* What is asked *
In the rows below, swap every occurrence of "retail shelf audit" for "forestry survey" and reproduce them with everything else unchanged. Omit the pictures from your answer.

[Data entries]
** BEGIN **
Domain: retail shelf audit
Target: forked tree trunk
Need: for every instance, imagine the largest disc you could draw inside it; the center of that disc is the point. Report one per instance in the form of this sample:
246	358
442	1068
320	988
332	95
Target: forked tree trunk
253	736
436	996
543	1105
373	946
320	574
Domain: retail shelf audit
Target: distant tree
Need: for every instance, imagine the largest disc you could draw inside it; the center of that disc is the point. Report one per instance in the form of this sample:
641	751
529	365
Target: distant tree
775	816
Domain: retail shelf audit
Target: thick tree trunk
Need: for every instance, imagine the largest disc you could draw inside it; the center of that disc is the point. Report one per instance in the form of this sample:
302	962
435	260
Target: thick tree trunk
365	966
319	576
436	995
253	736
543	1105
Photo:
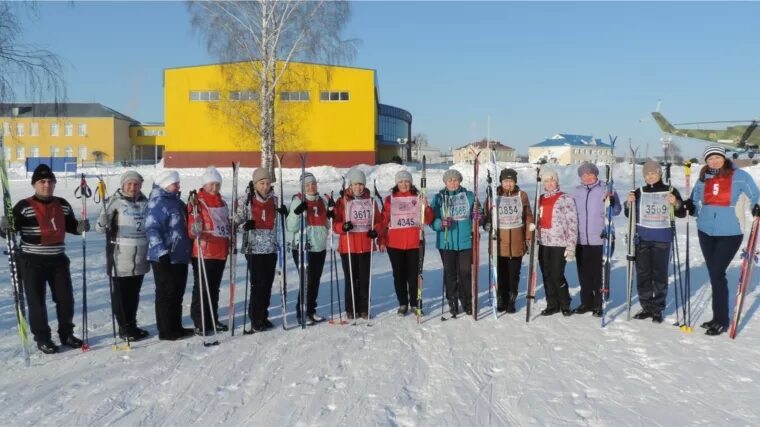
** END **
* Task solution *
Domain: forestry survey
Target: forked tree trunk
Need: for every instance, imagine the largest disc you could draw inside it; the center of that disc is the point. Report one per instance in the form of this sample:
246	358
442	1068
320	988
332	95
Target: forked tree trunk
253	736
436	996
543	1105
373	946
320	574
Domain: forestry survey
Target: distant tree
Need: for every instance, imagine the largest disc you could draw inside it; the center of that disc is the point. Report one per instance in the form of this sample:
641	751
529	365
Target: distant tree
775	816
Domain: forestry survey
Target: thick tree trunk
Need: for every instance, imagine the largest disc you could draw inside it; the center of that disc is the point. Report one per instance in the form of this sample:
302	962
435	260
Target: thick tree trunk
365	966
319	576
436	995
253	736
543	1105
Photo:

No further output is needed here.